### INSTRUCTIONS FOR THE TASK
Add 96 to every x and y coordinate in the entries starting at the line that contains "of the bare" and ending at the line that contains "<point>583,334</point>". Please write out every line in that range, with the coordinates changed and all other text unchanged.

[Dataset entries about object locations]
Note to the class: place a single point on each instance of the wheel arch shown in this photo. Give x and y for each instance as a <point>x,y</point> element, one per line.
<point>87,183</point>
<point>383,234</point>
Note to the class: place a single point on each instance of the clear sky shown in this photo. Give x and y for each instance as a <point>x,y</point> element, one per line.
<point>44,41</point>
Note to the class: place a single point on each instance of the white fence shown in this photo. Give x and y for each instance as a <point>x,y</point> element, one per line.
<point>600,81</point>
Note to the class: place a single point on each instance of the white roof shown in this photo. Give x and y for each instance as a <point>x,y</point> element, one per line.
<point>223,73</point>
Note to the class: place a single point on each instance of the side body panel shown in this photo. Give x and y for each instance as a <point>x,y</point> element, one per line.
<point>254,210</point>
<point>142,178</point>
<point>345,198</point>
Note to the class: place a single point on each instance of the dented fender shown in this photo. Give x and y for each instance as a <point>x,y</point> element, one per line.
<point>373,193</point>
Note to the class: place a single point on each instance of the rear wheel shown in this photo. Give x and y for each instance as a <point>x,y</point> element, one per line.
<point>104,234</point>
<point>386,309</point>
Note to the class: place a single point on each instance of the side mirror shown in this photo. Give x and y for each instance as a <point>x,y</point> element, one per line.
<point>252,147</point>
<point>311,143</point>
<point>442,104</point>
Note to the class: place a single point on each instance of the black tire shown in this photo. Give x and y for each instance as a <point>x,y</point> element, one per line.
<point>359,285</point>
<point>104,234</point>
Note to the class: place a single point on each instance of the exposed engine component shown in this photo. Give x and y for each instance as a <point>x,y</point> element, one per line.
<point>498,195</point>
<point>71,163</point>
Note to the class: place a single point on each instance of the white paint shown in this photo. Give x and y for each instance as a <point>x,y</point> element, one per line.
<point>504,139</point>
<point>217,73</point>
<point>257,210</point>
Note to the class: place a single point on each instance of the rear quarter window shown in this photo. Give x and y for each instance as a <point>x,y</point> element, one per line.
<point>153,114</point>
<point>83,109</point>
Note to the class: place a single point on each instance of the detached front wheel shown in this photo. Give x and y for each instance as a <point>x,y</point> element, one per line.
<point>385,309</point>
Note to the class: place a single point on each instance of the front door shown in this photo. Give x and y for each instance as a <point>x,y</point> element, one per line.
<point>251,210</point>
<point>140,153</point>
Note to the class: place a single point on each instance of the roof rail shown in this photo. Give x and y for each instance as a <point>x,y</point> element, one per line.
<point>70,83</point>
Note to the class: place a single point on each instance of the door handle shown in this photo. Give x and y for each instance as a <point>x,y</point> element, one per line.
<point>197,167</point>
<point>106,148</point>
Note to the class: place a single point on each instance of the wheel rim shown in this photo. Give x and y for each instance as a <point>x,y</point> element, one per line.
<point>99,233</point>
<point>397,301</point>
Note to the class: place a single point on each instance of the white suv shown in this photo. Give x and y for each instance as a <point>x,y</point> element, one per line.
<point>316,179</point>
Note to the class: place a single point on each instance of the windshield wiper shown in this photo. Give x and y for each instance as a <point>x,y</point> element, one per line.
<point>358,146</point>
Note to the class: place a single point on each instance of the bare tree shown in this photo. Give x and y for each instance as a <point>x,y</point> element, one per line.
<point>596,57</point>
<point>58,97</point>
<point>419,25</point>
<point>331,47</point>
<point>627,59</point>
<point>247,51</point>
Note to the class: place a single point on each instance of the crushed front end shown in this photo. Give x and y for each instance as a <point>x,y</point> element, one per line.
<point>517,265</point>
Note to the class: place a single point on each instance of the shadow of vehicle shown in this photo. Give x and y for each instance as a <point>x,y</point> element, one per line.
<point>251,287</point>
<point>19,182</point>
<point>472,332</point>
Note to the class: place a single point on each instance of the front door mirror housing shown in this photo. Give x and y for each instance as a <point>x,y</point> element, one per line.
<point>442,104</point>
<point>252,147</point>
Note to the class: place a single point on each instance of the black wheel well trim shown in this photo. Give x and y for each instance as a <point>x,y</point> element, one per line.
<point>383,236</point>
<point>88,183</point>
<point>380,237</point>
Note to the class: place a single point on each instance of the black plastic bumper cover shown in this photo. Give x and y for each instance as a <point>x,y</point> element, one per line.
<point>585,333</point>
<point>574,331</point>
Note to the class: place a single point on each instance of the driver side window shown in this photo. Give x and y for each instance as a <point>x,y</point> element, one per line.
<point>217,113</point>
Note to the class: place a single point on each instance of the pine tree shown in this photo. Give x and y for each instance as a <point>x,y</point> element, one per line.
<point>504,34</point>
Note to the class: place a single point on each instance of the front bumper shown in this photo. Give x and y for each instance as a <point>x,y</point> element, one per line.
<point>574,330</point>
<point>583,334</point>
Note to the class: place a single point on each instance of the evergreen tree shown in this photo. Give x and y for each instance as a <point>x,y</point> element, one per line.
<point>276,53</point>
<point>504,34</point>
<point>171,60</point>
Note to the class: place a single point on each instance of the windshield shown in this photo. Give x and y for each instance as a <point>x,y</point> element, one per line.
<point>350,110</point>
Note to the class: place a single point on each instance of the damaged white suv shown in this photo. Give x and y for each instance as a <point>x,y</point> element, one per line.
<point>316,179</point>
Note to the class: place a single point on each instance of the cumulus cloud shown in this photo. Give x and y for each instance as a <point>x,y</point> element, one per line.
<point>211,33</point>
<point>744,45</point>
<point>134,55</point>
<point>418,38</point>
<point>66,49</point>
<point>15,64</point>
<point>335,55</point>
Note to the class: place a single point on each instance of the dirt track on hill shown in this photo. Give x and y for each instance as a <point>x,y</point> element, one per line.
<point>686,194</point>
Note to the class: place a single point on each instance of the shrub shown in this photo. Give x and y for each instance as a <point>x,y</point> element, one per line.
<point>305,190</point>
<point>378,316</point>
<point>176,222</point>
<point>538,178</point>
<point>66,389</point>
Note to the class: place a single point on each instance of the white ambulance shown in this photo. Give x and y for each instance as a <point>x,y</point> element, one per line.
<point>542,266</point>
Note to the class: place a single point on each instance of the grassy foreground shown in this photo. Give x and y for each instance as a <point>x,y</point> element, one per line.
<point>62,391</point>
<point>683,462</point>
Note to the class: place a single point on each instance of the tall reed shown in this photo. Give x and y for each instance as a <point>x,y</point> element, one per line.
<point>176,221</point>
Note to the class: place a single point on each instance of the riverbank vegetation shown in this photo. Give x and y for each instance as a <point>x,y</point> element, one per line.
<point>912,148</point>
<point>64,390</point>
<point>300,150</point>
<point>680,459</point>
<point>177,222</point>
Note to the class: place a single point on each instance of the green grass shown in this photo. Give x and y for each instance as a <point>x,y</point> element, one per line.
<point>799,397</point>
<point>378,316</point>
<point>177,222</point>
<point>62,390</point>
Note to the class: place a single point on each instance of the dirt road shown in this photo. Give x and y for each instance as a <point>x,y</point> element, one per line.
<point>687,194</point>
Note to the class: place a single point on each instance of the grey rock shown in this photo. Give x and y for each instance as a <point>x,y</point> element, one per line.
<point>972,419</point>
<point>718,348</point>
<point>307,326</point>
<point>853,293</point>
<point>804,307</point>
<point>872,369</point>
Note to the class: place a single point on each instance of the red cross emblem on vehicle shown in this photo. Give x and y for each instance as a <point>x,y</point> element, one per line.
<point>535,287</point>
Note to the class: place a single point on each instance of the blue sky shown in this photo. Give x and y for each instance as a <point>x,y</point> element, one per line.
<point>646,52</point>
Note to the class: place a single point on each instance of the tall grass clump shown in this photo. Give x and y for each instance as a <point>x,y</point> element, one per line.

### REPLY TO THE EXERCISE
Note to the class: place a single point on each instance of the bare tree shown in this photo. Give x and y for each instance as a <point>x,y</point> element, one per line.
<point>692,153</point>
<point>154,193</point>
<point>515,121</point>
<point>427,143</point>
<point>723,155</point>
<point>343,147</point>
Note to the class: place a single point on each instance of the crushed front end shown in this photo. Give x and y for each instance as a <point>x,y</point> element, one per line.
<point>613,361</point>
Note to the class: place a single point on each instance of the shadow of vehicle shown in this photo. Give x and y for each instance as a <point>x,y</point> element, one per line.
<point>347,383</point>
<point>115,278</point>
<point>568,428</point>
Note to the class: place a single point on each instance of the front door mirror housing shown in this photo. Give x and y for each instance as a <point>x,y</point> element, one per line.
<point>538,200</point>
<point>348,243</point>
Note to the class: place a single point on each instance of the black wheel well trim shown in this photo. Give x and y for each instance as a <point>x,y</point> element, one per line.
<point>479,332</point>
<point>184,279</point>
<point>476,333</point>
Note to the class: place a single point on each instance of the black plastic bumper cover shown in this photo. Give x and y for each instance as a <point>x,y</point> element, one per line.
<point>681,429</point>
<point>670,427</point>
Note to the class: place a single point on each instance of the driver side window shown in this photo. Give x and y for each instance as a <point>x,y</point> element, one per line.
<point>313,209</point>
Note to the class: place a single point on each instance of the pine tree shown in this photo. Give x and y for each instance as a <point>x,y</point> element, one per line.
<point>600,130</point>
Note to the class: place a single point on each instance of the front bumper shown in this photo. Give x and y for each instance as a <point>x,y</point> element, one per line.
<point>670,426</point>
<point>679,430</point>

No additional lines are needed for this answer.